◆ Working data
»»

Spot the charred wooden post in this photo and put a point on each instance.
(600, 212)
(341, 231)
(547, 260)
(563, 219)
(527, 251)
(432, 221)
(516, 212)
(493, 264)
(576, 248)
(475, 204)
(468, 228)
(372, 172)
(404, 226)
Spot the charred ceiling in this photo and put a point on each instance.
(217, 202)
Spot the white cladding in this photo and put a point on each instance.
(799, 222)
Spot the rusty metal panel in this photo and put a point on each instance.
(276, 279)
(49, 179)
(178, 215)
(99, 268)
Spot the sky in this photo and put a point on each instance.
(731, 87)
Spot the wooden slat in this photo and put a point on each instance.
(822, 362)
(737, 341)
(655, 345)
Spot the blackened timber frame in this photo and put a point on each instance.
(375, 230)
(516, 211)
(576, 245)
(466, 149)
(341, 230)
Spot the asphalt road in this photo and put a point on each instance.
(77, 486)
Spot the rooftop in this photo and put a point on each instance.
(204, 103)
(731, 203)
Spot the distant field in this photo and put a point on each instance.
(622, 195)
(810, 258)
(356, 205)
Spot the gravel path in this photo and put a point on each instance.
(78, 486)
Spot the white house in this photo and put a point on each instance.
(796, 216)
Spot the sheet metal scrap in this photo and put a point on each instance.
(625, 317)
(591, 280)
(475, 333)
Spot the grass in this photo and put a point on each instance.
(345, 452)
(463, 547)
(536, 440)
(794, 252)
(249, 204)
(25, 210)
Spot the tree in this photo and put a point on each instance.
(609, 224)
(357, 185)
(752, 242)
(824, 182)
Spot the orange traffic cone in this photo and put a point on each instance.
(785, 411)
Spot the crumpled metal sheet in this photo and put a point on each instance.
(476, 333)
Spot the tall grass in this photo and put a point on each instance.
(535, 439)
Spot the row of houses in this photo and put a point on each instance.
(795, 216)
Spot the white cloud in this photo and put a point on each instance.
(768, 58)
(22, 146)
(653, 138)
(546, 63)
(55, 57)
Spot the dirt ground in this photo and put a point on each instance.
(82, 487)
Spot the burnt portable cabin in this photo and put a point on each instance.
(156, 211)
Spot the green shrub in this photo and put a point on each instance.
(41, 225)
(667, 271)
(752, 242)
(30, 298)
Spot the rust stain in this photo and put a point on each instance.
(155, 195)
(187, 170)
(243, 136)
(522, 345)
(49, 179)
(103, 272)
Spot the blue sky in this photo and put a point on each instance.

««

◆ What is required
Give every line from the one containing "Spot the rust stain" through the end of the listing as a JSON list of strings, one string per line, with blank lines left out.

◆ Solved problem
[
  "Spot the rust stain in this photo and put a point on each instance.",
  "(155, 195)",
  "(187, 170)",
  "(243, 136)",
  "(522, 345)",
  "(49, 179)",
  "(103, 272)",
  "Spot the blue sky in this photo and put a point on each instance."
]